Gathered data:
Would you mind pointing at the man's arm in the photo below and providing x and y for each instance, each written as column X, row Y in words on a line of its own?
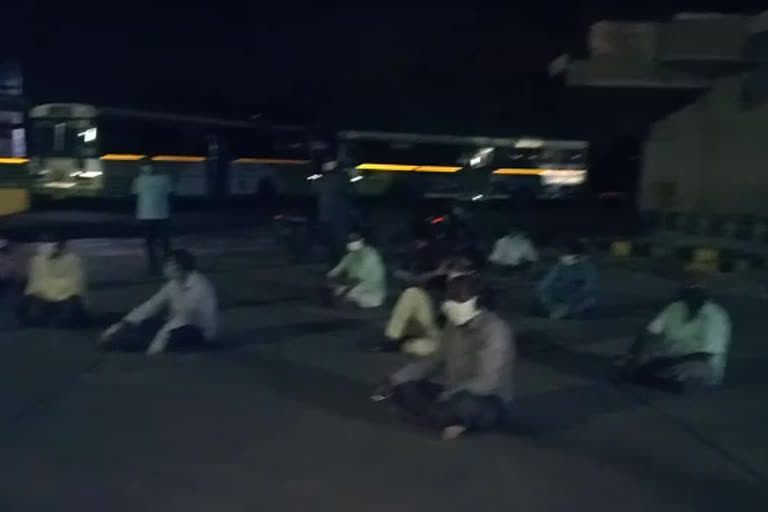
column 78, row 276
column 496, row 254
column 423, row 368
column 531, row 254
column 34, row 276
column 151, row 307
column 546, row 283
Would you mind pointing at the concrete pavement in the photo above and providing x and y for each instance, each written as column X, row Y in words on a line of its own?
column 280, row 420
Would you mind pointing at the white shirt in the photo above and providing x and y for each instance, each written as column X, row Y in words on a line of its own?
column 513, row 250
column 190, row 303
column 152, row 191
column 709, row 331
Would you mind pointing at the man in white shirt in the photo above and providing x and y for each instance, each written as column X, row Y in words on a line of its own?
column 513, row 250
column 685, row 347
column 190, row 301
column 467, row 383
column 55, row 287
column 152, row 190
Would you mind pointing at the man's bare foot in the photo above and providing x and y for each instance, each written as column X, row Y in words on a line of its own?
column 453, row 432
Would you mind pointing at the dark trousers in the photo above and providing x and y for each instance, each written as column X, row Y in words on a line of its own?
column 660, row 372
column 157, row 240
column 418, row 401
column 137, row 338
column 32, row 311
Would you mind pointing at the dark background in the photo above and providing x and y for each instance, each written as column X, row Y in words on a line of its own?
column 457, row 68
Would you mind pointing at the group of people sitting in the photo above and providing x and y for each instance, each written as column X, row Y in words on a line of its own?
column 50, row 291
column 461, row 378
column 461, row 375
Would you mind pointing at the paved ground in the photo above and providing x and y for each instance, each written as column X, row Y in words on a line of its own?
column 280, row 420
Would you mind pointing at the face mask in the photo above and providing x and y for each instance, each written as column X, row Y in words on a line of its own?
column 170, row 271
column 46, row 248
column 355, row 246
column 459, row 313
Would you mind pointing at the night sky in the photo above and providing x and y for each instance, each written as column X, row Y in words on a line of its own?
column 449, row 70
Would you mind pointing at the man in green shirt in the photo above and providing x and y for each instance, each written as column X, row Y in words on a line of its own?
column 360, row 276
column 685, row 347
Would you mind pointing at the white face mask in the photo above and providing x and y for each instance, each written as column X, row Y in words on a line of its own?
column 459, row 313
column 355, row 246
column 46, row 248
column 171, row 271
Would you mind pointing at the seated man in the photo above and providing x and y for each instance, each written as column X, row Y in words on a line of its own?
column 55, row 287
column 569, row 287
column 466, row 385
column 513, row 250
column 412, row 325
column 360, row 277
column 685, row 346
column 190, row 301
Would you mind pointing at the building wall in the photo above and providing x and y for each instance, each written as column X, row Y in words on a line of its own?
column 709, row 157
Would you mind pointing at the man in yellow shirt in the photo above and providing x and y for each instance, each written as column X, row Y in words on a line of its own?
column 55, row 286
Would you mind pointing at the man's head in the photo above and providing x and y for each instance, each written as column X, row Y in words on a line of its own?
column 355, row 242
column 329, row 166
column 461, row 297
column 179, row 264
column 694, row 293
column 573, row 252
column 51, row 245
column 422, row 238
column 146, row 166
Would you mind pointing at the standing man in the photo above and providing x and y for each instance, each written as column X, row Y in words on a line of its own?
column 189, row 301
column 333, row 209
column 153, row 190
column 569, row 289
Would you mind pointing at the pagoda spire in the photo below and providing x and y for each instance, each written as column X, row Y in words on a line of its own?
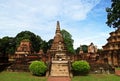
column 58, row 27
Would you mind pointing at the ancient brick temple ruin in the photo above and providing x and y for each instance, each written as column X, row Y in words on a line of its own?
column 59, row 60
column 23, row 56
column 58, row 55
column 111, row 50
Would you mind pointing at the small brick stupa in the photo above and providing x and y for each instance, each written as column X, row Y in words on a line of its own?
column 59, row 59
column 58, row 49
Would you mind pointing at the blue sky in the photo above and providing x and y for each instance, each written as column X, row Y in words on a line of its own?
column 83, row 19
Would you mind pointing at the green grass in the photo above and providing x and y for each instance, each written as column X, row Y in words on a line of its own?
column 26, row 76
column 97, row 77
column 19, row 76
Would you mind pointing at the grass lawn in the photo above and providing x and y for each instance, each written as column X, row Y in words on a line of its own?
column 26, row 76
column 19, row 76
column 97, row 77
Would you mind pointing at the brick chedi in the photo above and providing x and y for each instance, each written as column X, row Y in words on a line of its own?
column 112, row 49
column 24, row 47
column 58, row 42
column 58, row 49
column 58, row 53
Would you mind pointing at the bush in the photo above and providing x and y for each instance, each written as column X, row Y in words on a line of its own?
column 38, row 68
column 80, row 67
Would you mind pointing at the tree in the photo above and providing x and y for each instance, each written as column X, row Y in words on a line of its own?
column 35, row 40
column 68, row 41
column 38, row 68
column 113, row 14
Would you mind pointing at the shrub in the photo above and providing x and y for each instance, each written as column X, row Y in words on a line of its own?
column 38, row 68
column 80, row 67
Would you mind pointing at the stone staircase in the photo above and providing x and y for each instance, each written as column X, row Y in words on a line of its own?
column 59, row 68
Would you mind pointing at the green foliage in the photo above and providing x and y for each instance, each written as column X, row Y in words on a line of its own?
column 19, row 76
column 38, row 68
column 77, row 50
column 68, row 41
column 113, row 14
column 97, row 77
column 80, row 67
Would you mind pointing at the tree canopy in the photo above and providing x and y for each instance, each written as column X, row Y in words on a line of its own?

### EXERCISE TASK
Copy out word for word the stretch of lines in the collected data from the line containing "Would you mind pointing at the man in white" through the line containing "column 32, row 311", keeping both of those lines.

### RESULT FOR THIS TASK
Would you mind pointing at the man in white shirt in the photo above and providing x and y for each instance, each written as column X, row Y in words on a line of its own?
column 513, row 250
column 685, row 347
column 190, row 301
column 467, row 383
column 55, row 287
column 152, row 190
Would you mind pointing at the man's bare foot in the photo above and providing x and y for each instance, each written as column X, row Y in words on a line of its own?
column 453, row 432
Would you mind pointing at the dark trousers in the photo above and providing x and y for each instance, each written as column X, row Y in words on a line of its own?
column 660, row 372
column 157, row 240
column 418, row 401
column 137, row 338
column 32, row 311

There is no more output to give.